Put the lines from the start of the records through the line containing "[(242, 128), (81, 123), (88, 123)]" into a numbered list, leaving out any blank lines.

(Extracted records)
-=-=-

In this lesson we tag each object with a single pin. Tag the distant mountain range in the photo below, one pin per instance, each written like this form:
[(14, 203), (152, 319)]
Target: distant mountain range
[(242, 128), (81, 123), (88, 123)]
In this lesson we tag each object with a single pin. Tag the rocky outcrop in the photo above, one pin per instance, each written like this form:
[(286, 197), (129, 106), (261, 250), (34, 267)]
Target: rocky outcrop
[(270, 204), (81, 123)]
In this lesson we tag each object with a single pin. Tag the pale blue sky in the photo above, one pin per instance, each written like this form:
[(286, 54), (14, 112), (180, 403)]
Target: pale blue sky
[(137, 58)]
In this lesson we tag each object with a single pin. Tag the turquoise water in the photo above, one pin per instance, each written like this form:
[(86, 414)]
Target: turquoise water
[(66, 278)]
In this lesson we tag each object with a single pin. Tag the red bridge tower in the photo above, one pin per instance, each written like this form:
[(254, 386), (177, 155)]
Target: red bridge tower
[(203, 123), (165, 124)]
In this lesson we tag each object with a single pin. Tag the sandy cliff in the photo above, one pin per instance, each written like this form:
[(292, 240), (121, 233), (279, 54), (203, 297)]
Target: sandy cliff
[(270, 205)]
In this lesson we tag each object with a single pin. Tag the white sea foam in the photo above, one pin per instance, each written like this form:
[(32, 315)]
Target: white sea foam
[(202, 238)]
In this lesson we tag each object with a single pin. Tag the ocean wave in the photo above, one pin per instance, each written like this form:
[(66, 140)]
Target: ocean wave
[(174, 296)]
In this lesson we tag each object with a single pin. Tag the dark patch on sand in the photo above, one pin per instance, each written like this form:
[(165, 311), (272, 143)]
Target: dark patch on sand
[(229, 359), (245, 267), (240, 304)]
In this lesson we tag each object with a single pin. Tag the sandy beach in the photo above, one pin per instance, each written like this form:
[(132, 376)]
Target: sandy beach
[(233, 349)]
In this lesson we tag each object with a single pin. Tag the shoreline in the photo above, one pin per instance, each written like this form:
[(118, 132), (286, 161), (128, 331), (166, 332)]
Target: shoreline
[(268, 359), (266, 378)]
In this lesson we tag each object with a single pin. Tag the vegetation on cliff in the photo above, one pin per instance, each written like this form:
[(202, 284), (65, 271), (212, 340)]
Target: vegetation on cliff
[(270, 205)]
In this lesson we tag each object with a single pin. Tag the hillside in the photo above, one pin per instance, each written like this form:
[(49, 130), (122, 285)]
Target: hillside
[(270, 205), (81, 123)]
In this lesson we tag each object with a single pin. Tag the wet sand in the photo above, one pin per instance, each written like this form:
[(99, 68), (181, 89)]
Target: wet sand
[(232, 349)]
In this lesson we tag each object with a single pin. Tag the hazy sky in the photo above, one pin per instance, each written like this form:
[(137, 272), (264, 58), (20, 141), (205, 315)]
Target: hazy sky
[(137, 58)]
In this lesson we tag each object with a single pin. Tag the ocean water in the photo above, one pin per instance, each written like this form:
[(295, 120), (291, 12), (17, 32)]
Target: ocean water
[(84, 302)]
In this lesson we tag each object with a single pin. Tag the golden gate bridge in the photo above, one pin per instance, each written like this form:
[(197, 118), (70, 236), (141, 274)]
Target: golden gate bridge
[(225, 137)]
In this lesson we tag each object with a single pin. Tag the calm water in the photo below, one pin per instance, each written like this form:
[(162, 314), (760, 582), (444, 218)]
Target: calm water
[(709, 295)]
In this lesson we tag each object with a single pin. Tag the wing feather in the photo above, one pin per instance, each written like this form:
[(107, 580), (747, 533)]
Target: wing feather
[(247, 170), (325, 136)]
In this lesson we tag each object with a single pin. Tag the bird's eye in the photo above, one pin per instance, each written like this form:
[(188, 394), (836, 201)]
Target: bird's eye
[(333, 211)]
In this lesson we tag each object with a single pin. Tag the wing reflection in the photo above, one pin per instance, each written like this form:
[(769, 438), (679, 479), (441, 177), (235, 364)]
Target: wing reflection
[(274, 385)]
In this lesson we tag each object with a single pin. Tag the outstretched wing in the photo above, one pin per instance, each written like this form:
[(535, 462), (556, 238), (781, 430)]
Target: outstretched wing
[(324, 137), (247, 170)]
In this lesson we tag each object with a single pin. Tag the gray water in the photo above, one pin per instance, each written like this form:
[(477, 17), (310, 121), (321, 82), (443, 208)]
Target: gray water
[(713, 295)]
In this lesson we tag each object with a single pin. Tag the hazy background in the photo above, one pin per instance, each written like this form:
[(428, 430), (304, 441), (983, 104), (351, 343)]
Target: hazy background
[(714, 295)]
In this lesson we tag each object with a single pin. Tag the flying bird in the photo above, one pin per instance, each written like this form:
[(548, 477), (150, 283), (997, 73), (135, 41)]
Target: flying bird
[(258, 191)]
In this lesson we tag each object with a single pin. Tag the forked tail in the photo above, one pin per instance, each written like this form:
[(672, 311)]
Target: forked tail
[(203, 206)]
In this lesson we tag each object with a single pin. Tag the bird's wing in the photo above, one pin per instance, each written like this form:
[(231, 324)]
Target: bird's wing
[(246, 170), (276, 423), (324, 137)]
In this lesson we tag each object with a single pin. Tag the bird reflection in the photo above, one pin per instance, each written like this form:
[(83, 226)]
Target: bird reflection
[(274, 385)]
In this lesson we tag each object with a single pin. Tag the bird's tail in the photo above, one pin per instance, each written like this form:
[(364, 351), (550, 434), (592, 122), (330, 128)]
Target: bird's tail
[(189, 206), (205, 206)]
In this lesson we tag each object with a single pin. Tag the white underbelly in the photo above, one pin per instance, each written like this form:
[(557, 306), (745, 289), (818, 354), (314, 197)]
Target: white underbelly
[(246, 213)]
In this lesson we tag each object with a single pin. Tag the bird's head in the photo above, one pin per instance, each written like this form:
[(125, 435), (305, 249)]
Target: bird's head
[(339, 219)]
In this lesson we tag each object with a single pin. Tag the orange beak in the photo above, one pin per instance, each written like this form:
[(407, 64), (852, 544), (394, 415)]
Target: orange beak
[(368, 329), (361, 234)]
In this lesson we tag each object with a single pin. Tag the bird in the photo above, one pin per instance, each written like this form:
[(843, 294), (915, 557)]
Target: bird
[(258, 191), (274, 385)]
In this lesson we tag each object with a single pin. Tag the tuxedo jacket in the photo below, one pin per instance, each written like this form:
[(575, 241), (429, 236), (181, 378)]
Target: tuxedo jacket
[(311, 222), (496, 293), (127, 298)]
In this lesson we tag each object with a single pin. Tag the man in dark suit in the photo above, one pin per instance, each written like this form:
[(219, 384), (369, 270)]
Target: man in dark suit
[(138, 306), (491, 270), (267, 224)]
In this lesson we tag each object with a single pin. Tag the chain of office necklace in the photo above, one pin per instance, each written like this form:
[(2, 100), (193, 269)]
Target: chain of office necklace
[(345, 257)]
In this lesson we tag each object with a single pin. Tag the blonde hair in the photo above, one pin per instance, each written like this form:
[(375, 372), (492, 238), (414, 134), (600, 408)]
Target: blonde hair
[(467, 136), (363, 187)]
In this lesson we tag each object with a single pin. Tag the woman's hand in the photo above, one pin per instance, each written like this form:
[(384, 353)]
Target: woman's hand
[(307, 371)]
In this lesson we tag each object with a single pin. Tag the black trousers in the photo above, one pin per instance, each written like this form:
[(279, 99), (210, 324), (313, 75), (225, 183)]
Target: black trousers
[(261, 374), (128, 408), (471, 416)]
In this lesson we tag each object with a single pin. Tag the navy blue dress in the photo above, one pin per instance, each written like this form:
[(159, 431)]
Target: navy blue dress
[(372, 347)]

-=-=-

:: The answer ::
1. In this lesson we tag each object with a single pin. Tag the distant mountain range in the photo below, one pin per instance, each written like this form:
2. [(14, 203), (152, 319)]
3. Target: distant mountain range
4. [(242, 128), (81, 123), (88, 123)]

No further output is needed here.